=== Section Start ===
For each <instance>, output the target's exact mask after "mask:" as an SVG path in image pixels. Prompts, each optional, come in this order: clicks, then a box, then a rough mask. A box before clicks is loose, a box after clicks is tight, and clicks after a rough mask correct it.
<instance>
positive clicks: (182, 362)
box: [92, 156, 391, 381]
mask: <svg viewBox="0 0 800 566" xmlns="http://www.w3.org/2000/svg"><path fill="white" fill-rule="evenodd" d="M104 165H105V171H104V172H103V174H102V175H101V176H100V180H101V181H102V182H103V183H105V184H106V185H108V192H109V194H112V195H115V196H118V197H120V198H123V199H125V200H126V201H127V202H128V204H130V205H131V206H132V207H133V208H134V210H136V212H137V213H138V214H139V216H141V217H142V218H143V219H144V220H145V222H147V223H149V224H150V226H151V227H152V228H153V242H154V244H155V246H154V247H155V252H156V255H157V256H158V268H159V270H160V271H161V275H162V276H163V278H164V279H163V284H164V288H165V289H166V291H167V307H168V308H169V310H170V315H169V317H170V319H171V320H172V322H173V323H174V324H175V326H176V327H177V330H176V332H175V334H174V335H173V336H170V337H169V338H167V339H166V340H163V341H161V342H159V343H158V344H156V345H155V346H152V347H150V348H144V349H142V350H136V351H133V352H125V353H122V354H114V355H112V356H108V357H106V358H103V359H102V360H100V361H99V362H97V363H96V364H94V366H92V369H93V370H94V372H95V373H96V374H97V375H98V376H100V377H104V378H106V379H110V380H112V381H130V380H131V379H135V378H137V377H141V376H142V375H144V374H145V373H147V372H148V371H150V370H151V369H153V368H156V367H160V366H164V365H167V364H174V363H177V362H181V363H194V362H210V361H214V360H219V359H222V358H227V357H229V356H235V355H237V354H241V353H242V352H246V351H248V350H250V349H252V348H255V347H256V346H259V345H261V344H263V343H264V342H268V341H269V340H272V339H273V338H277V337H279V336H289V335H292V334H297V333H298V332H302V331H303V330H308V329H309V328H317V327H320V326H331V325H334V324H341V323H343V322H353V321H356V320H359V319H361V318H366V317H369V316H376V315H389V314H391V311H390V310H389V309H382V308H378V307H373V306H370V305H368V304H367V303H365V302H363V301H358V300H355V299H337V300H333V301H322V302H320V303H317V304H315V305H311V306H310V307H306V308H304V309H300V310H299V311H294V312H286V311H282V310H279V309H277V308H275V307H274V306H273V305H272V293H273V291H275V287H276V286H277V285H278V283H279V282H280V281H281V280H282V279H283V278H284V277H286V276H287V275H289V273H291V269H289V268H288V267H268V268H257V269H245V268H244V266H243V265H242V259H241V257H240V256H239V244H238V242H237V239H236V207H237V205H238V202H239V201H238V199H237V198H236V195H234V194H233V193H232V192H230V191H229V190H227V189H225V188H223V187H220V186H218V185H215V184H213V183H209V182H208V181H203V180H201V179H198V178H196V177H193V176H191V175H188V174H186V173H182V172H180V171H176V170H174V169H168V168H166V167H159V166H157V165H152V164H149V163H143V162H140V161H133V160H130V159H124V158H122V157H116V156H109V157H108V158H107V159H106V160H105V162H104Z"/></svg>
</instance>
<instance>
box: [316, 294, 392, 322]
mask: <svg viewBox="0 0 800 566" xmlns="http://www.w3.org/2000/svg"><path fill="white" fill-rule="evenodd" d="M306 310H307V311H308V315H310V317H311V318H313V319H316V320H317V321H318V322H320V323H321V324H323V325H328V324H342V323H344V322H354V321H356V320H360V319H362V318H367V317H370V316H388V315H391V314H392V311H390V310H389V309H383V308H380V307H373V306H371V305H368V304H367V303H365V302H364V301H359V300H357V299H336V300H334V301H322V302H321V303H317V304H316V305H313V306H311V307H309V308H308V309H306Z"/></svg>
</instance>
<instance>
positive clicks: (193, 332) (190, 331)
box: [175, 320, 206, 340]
=== Section End ===
Copy out all of the listing, exactly as it reads.

For each <instance>, output the target's exact mask after "mask:" as an SVG path in image pixels. Prompts, each optional, come in this order: clicks, then a box, then a rough mask. A box before clicks is loose, a box after clicks is tight, and clicks after a rough mask correct it.
<instance>
positive clicks: (182, 362)
box: [92, 156, 391, 381]
mask: <svg viewBox="0 0 800 566" xmlns="http://www.w3.org/2000/svg"><path fill="white" fill-rule="evenodd" d="M104 165H105V171H104V172H103V174H102V175H101V176H100V180H101V181H102V182H103V183H105V184H106V185H108V192H109V194H112V195H115V196H118V197H120V198H123V199H125V200H126V201H127V202H128V204H130V205H131V206H132V207H133V208H134V210H136V212H137V213H138V214H139V216H141V217H142V218H143V219H144V220H145V222H147V223H149V224H150V226H151V227H152V228H153V242H154V244H155V246H154V247H155V252H156V255H157V256H158V268H159V270H160V271H161V275H162V276H163V278H164V279H163V284H164V288H165V289H166V291H167V307H168V308H169V310H170V315H169V317H170V319H171V320H172V322H173V323H174V324H175V326H176V327H177V330H176V332H175V334H174V335H173V336H170V337H169V338H167V339H166V340H163V341H161V342H159V343H158V344H156V345H155V346H152V347H150V348H144V349H142V350H136V351H133V352H125V353H122V354H114V355H112V356H108V357H106V358H103V359H102V360H100V361H99V362H97V363H96V364H94V366H92V369H93V370H94V372H95V373H96V374H97V375H98V376H100V377H104V378H106V379H110V380H112V381H130V380H131V379H135V378H137V377H141V376H142V375H144V374H145V373H147V372H148V371H150V370H151V369H153V368H156V367H160V366H164V365H167V364H174V363H177V362H181V363H194V362H210V361H214V360H219V359H222V358H227V357H229V356H235V355H237V354H241V353H242V352H246V351H248V350H250V349H252V348H255V347H256V346H259V345H261V344H263V343H264V342H268V341H269V340H272V339H273V338H277V337H279V336H289V335H292V334H297V333H298V332H302V331H303V330H308V329H309V328H317V327H320V326H331V325H334V324H341V323H343V322H353V321H356V320H359V319H361V318H366V317H369V316H376V315H389V314H391V311H390V310H389V309H382V308H378V307H373V306H370V305H368V304H367V303H365V302H363V301H358V300H355V299H337V300H333V301H322V302H320V303H317V304H315V305H311V306H310V307H306V308H304V309H300V310H299V311H294V312H286V311H282V310H279V309H277V308H275V307H274V306H273V305H272V293H273V291H275V287H276V286H277V285H278V283H279V282H280V281H281V280H282V279H283V278H284V277H286V276H287V275H289V273H291V269H289V268H288V267H268V268H257V269H245V268H244V266H243V265H242V259H241V257H240V256H239V244H238V242H237V239H236V207H237V205H238V202H239V201H238V199H237V198H236V195H234V194H233V193H232V192H230V191H229V190H227V189H225V188H223V187H220V186H218V185H215V184H213V183H209V182H208V181H203V180H201V179H198V178H196V177H193V176H191V175H188V174H186V173H182V172H180V171H176V170H174V169H168V168H166V167H159V166H157V165H152V164H149V163H143V162H140V161H133V160H130V159H124V158H122V157H116V156H109V157H108V158H107V159H106V160H105V162H104Z"/></svg>
</instance>
<instance>
box: [316, 294, 392, 322]
mask: <svg viewBox="0 0 800 566" xmlns="http://www.w3.org/2000/svg"><path fill="white" fill-rule="evenodd" d="M306 310H307V311H308V315H310V317H311V318H313V319H316V320H317V321H318V322H320V323H321V324H323V325H328V324H342V323H344V322H354V321H356V320H360V319H362V318H367V317H370V316H388V315H391V314H392V311H390V310H389V309H383V308H380V307H373V306H371V305H368V304H367V303H365V302H364V301H359V300H357V299H336V300H334V301H322V302H321V303H317V304H316V305H313V306H311V307H309V308H308V309H306Z"/></svg>
</instance>
<instance>
positive clicks: (193, 332) (190, 331)
box: [175, 320, 206, 340]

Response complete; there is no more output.